[Collection entries]

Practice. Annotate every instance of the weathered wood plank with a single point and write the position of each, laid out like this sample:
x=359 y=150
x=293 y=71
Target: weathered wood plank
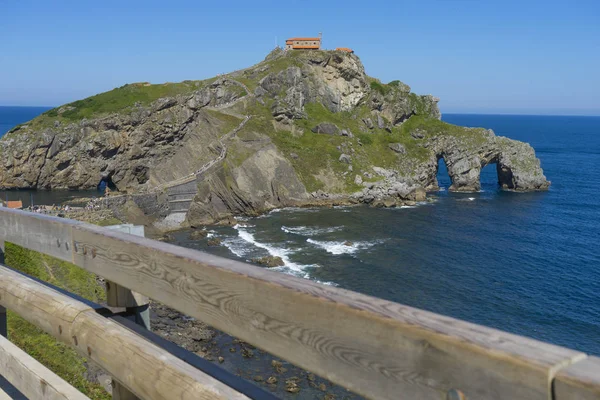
x=580 y=381
x=374 y=347
x=4 y=395
x=31 y=378
x=48 y=235
x=142 y=367
x=377 y=348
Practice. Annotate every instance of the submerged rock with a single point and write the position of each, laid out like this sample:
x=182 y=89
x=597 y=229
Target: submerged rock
x=269 y=261
x=251 y=150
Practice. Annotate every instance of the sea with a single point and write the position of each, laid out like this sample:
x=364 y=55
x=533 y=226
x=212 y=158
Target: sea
x=526 y=263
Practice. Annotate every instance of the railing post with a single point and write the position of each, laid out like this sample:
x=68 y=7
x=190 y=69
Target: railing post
x=3 y=322
x=136 y=305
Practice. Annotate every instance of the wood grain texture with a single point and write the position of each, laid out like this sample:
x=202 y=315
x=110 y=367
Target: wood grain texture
x=31 y=378
x=142 y=367
x=48 y=235
x=4 y=395
x=377 y=348
x=580 y=381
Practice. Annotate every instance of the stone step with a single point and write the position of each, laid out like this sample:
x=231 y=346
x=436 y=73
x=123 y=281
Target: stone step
x=182 y=196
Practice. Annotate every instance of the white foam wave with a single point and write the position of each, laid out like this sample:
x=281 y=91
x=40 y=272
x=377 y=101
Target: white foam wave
x=310 y=231
x=337 y=248
x=289 y=266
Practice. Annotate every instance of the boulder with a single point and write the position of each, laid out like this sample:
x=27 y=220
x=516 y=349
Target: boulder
x=198 y=234
x=326 y=128
x=398 y=148
x=345 y=158
x=417 y=134
x=269 y=261
x=213 y=242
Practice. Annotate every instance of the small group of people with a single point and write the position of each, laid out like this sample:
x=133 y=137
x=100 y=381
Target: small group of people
x=94 y=203
x=49 y=209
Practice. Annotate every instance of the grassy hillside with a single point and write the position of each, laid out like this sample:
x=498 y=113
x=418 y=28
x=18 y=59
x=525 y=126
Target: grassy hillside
x=57 y=356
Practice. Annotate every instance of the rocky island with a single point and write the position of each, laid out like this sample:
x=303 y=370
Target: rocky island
x=299 y=128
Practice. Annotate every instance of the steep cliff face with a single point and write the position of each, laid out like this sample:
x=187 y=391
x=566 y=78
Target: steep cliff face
x=298 y=127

WHAT YOU HAVE TO DO:
Would you give the number of lines of the data that include the string "sample"? Nothing else is wanted.

RESULT OF THIS TASK:
12